_Data records_:
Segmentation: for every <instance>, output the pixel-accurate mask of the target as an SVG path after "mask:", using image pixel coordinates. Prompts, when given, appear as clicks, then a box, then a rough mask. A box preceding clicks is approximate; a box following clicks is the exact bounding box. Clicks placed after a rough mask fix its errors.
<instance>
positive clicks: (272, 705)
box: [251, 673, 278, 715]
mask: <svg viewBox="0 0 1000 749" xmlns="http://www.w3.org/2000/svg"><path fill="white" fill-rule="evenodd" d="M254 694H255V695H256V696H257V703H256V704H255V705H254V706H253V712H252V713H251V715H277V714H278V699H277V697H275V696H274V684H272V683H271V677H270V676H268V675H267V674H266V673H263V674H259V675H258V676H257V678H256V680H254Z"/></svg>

_What you have to do_:
The entries above must be returned in full, exactly as shown.

_Problem solution_:
Segmentation: for every <instance>, output the pixel-accurate mask of the target as an SVG path after "mask:", using image pixel coordinates. Prompts, when given, appear as clicks, then a box, then a rough mask. A box preceding clicks is approximate; a box following clicks is the exact bounding box. Clicks placed after a rough mask fix its errors.
<instance>
positive clicks: (272, 705)
box: [251, 673, 278, 715]
mask: <svg viewBox="0 0 1000 749" xmlns="http://www.w3.org/2000/svg"><path fill="white" fill-rule="evenodd" d="M254 694H255V695H256V696H257V703H256V704H255V705H254V706H253V712H252V713H251V715H277V714H278V699H277V697H275V696H274V684H272V683H271V677H270V676H268V675H267V674H266V673H263V674H259V675H258V676H257V678H256V680H254Z"/></svg>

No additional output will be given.